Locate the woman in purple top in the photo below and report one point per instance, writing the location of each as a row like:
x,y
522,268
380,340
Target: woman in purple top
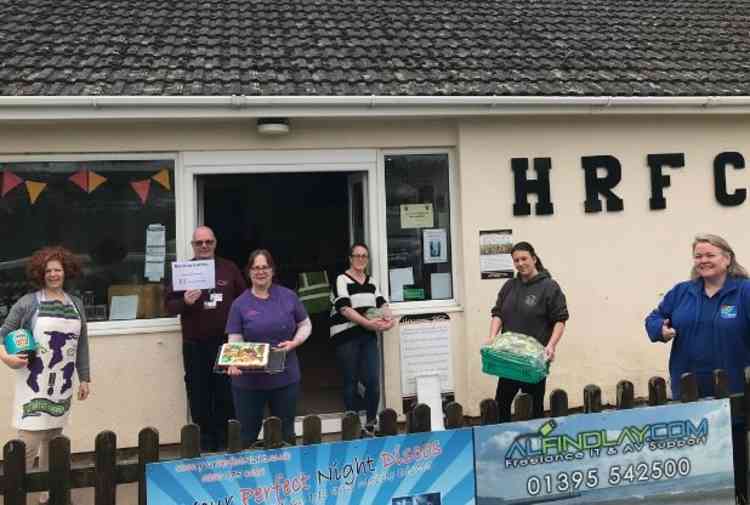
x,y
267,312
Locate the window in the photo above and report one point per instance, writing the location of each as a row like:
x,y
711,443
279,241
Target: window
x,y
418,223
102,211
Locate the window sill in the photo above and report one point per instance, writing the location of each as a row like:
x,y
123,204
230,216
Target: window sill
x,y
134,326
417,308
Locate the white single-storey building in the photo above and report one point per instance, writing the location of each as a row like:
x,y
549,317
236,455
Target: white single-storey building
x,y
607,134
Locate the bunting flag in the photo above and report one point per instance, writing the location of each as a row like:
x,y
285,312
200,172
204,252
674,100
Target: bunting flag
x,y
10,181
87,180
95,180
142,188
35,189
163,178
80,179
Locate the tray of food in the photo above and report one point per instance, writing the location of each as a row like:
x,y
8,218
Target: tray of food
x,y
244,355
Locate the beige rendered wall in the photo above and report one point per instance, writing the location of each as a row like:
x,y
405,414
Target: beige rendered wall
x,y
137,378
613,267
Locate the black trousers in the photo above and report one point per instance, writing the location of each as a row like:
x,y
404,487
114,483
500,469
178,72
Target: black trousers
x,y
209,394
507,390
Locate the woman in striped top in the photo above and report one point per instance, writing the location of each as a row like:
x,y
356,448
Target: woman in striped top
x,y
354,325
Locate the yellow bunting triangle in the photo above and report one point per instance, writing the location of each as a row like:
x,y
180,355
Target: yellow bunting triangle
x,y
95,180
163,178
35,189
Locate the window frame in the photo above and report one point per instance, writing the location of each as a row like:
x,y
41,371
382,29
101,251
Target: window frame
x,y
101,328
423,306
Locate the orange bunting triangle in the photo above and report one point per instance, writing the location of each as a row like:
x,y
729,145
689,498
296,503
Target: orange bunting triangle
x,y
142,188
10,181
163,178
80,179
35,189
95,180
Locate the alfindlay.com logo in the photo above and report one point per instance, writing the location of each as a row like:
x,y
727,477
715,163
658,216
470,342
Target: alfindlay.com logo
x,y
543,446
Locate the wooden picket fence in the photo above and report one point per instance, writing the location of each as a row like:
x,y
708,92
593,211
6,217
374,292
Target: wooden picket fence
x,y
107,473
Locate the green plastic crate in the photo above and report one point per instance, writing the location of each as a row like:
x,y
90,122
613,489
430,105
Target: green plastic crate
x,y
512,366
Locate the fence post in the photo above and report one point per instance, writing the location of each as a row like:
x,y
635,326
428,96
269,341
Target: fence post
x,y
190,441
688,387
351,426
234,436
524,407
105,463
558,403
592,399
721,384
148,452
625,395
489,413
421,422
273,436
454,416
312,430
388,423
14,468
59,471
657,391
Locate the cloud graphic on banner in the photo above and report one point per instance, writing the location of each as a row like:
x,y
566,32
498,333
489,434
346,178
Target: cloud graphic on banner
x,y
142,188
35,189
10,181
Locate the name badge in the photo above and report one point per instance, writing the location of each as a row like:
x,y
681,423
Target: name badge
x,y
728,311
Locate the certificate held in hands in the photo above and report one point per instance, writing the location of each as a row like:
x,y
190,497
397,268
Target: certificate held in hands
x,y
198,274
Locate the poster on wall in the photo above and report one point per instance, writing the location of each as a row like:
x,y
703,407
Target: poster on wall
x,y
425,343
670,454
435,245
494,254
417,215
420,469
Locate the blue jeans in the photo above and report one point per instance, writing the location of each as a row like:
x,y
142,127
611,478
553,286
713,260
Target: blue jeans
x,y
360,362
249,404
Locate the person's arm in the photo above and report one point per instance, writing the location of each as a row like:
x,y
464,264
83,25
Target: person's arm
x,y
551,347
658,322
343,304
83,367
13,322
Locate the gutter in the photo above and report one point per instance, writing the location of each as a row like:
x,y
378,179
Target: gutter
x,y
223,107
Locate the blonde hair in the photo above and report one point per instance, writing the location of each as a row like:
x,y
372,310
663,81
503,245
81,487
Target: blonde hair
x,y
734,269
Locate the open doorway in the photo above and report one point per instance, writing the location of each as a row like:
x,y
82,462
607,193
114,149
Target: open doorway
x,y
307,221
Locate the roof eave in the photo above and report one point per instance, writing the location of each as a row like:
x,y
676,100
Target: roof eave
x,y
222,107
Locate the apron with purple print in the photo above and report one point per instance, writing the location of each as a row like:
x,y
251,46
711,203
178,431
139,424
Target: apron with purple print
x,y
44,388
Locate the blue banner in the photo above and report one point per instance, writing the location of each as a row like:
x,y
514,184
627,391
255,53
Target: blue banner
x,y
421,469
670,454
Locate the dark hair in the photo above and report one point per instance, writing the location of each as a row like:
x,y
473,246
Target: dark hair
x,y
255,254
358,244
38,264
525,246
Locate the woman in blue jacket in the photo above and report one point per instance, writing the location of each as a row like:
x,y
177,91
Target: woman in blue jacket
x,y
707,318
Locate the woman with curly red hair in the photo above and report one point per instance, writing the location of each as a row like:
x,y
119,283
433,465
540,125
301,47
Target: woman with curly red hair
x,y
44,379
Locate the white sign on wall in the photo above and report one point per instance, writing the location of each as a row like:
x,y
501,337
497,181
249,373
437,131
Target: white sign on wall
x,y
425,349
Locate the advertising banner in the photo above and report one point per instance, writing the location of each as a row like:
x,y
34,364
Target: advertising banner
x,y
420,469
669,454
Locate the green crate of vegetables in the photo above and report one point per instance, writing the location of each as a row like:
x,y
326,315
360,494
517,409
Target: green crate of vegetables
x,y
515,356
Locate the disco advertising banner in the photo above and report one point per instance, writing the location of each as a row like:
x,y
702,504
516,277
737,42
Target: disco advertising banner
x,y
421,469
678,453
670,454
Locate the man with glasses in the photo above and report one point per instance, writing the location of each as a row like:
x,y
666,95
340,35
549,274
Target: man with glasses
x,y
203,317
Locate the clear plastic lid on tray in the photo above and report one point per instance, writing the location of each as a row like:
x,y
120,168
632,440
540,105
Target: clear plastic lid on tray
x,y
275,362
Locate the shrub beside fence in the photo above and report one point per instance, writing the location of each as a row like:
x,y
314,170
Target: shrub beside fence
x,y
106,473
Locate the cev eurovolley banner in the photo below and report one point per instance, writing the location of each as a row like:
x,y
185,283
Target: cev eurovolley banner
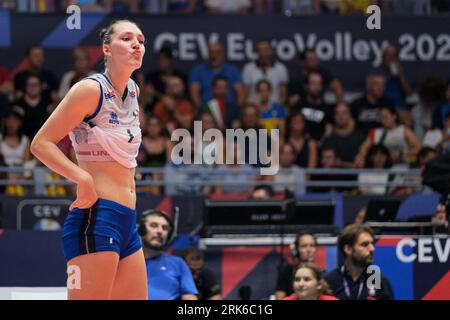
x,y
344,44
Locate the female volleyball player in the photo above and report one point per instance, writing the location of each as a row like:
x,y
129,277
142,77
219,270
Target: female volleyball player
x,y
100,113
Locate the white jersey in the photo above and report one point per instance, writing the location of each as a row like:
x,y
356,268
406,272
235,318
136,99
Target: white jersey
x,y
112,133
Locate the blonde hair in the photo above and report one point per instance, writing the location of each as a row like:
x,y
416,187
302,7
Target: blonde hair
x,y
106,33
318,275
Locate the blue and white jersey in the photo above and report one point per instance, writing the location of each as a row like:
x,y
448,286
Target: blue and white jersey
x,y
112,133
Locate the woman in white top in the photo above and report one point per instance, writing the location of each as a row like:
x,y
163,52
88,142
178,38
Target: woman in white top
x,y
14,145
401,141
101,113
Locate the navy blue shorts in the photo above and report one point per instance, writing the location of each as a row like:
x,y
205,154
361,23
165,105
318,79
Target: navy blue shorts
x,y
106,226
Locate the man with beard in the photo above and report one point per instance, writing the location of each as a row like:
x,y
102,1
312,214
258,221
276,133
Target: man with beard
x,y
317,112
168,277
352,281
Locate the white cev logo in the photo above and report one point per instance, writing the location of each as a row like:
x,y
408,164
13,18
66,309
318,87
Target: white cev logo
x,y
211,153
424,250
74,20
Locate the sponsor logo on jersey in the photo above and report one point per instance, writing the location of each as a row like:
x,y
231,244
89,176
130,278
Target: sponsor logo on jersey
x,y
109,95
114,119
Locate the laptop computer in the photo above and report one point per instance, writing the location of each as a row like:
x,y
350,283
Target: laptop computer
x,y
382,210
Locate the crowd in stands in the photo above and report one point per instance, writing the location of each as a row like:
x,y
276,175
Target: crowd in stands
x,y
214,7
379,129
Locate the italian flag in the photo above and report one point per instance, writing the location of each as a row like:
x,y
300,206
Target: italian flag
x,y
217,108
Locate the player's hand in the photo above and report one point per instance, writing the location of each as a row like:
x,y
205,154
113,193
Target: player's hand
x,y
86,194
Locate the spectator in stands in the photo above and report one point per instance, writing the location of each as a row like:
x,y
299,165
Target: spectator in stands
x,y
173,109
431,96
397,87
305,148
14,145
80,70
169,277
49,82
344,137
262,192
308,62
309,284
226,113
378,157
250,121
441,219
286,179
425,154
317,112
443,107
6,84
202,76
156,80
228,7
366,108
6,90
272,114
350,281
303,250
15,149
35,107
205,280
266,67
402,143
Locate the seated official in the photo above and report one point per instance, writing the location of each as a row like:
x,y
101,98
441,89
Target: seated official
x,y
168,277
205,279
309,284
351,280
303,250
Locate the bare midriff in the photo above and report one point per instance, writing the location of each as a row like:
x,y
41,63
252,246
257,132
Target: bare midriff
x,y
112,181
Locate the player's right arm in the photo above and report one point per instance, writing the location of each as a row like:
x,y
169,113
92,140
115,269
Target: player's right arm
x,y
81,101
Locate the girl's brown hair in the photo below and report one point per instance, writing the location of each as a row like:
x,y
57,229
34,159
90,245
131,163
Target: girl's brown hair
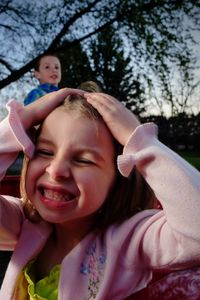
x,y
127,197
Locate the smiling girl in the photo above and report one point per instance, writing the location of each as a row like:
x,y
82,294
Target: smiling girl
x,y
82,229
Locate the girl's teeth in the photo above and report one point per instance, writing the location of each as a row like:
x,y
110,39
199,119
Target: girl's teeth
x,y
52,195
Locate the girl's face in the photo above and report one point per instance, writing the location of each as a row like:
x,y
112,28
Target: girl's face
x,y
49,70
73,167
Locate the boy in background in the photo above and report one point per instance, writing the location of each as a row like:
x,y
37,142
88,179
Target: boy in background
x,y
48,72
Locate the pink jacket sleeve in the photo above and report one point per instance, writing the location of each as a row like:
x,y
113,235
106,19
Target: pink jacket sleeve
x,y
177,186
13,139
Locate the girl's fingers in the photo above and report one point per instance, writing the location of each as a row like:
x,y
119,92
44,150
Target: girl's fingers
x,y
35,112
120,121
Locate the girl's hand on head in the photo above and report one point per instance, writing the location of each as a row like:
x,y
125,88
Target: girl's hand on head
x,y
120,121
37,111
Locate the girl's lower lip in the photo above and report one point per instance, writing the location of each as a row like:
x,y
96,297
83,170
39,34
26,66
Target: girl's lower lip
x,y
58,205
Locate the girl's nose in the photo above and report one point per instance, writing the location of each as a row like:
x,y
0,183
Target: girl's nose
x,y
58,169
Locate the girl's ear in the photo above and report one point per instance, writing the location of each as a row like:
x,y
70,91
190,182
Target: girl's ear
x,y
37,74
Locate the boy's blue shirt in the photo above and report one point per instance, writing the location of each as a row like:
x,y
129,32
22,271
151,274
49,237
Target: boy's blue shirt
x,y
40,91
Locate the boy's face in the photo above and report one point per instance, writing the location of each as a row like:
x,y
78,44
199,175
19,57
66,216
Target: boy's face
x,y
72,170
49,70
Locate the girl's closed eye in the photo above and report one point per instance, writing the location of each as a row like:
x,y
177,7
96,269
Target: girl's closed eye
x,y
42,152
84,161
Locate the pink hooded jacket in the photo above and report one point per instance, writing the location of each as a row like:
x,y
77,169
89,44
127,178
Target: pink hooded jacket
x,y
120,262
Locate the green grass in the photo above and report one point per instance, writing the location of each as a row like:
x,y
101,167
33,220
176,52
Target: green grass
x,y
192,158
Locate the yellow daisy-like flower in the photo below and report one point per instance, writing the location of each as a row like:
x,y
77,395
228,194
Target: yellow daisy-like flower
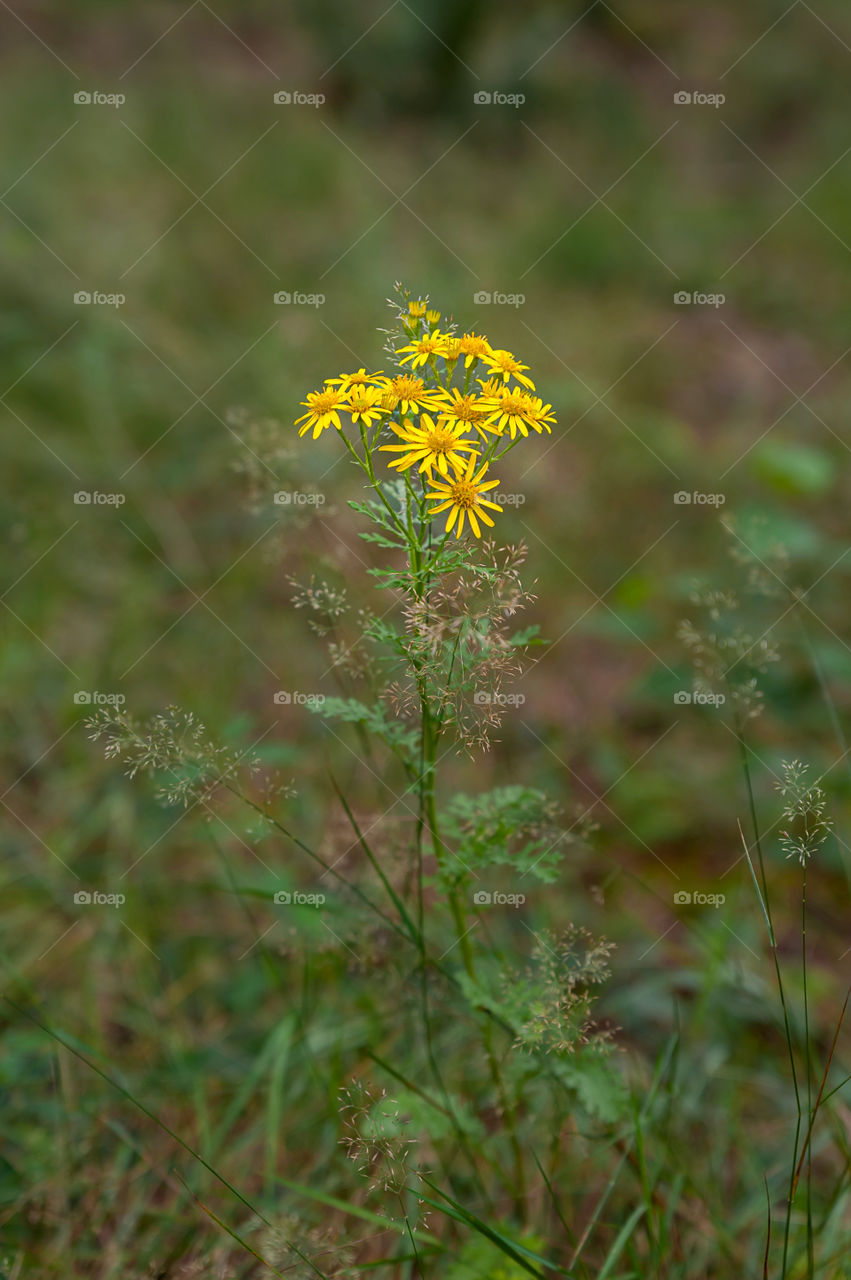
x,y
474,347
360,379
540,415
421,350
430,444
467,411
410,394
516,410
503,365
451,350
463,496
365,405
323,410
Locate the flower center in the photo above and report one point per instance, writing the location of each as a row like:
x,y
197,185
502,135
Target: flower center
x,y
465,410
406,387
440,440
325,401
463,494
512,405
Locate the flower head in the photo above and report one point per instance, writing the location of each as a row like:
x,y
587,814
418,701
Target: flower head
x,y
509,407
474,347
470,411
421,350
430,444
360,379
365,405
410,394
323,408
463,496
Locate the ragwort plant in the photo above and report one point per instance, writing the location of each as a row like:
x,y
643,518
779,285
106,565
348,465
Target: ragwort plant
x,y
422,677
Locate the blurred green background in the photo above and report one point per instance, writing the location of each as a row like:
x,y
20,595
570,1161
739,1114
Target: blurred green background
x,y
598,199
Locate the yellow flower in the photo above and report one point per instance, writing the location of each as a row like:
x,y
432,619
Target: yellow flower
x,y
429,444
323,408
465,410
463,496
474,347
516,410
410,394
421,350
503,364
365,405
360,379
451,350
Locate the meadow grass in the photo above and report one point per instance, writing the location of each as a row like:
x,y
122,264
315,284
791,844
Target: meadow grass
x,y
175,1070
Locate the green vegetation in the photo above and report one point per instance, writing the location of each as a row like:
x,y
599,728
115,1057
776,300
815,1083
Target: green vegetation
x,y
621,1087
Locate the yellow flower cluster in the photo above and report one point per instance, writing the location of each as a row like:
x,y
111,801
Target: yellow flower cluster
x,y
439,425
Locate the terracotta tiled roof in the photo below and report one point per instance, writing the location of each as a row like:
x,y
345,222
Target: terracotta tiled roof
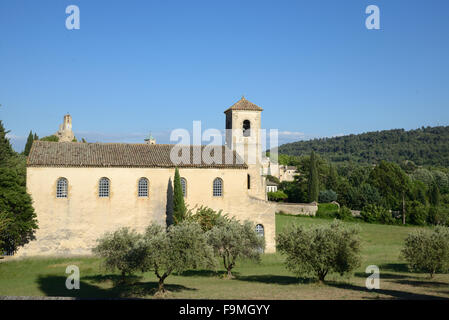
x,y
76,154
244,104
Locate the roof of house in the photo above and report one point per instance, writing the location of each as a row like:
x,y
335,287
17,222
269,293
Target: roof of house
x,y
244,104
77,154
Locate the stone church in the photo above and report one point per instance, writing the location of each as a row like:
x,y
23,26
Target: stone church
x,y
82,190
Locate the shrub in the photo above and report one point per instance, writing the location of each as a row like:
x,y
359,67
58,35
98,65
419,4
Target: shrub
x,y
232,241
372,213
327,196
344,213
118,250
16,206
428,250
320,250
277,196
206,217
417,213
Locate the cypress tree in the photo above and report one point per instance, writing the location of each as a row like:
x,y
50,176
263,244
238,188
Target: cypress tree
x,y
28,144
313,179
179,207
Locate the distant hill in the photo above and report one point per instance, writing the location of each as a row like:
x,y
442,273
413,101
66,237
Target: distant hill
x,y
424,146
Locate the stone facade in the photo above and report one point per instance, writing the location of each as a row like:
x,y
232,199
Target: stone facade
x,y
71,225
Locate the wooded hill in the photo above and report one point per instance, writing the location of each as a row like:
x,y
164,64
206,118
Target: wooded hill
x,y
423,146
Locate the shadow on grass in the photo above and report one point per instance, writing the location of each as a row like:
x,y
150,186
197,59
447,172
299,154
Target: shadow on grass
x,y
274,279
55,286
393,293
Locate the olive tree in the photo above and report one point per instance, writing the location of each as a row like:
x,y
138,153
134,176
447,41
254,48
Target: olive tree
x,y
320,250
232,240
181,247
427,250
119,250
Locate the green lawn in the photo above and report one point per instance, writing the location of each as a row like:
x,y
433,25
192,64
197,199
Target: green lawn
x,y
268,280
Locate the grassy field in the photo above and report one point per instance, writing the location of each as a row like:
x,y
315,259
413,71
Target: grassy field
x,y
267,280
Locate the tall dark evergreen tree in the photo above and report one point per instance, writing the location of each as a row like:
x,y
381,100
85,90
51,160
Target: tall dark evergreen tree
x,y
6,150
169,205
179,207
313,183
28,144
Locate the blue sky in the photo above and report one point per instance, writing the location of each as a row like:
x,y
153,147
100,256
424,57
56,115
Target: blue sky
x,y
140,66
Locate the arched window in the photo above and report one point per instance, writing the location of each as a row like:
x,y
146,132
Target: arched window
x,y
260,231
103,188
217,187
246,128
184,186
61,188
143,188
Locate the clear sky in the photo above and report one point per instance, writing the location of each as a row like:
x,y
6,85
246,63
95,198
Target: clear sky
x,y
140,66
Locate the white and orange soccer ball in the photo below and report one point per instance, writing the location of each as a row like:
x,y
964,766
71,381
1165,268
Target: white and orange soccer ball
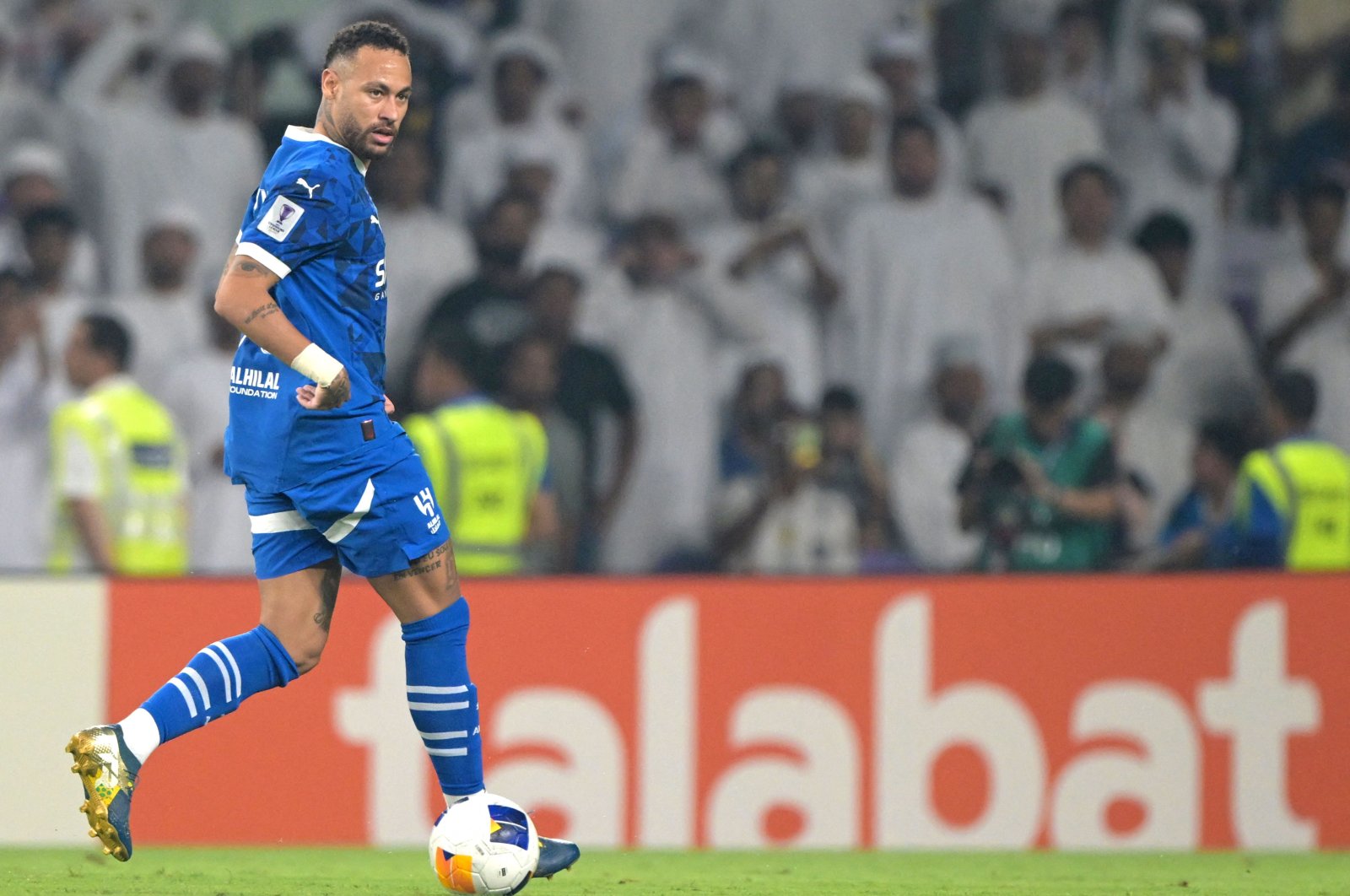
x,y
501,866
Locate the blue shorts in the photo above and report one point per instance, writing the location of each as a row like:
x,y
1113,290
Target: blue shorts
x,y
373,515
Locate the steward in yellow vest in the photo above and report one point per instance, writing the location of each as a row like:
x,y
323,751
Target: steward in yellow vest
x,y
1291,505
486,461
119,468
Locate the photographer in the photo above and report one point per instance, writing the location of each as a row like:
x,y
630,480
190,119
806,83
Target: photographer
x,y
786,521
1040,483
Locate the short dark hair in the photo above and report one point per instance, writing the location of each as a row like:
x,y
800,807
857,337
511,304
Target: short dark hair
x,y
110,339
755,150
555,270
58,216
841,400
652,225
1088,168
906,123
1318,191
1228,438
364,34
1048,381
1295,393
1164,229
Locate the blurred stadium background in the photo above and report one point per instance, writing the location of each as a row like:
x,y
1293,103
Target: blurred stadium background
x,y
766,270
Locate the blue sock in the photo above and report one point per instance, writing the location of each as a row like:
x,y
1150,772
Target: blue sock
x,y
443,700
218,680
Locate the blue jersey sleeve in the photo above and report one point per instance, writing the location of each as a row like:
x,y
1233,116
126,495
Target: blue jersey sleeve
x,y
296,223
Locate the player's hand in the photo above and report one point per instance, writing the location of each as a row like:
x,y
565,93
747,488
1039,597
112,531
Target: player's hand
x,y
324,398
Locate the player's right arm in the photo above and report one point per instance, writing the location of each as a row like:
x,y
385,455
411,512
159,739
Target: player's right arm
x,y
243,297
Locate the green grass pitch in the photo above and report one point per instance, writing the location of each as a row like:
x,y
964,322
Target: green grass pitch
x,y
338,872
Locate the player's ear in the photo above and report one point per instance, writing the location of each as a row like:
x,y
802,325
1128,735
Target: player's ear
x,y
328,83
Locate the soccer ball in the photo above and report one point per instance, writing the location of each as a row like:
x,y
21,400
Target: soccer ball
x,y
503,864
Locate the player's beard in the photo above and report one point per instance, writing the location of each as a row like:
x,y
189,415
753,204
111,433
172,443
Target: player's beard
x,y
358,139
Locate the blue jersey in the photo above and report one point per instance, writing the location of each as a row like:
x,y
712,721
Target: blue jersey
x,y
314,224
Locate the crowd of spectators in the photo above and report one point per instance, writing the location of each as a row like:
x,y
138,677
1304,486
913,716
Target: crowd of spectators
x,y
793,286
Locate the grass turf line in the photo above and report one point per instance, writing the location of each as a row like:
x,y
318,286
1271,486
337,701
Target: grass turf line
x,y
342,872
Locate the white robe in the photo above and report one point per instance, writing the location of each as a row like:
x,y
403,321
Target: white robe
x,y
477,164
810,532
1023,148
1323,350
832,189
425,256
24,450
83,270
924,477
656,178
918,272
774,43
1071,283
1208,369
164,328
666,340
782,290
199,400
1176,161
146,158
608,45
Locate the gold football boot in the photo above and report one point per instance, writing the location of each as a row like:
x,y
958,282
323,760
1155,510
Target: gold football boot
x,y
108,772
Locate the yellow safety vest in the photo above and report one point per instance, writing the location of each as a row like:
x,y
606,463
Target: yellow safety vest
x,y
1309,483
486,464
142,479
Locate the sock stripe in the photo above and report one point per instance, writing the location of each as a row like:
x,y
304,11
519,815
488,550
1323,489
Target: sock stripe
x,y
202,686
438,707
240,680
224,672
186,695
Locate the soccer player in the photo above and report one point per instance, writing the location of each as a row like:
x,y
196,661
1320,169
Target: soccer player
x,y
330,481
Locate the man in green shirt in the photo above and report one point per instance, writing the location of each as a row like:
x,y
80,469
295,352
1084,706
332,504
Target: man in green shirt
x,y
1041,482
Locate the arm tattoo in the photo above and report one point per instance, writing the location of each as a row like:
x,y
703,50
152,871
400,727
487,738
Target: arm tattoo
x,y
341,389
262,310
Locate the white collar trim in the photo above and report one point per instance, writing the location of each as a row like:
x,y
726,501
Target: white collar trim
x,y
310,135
----------------------------------------
◆ ASSIGNED TASK ◆
The line that contains "Target: sock stripe", the final line of the listing, and every line between them are to be retyped exactly; nothing else.

◆ RESPONSE FOR THIS EXERCISE ◆
Target: sock stripe
x,y
202,686
438,707
240,680
224,672
186,695
Locate the soccer player in the photo above and report one point per instance, writing the location of each as a row like:
x,y
196,661
1320,169
Target: soccer player
x,y
330,481
Locate the man in green shirt in the photo above and report one point per instance, writing the location of each as a row like:
x,y
80,469
295,352
1084,706
332,504
Target: man in green shirt
x,y
1041,482
Locate the arm tattoo in the photo above and report one point per instance, writing the location of each as a row like:
x,y
703,50
152,871
400,727
487,738
Target: arm tattoo
x,y
341,389
262,310
Locate the white collar trim in the photo above and report one point per instance, writing the location of each as a row like:
x,y
726,501
Target: white collar trim
x,y
310,135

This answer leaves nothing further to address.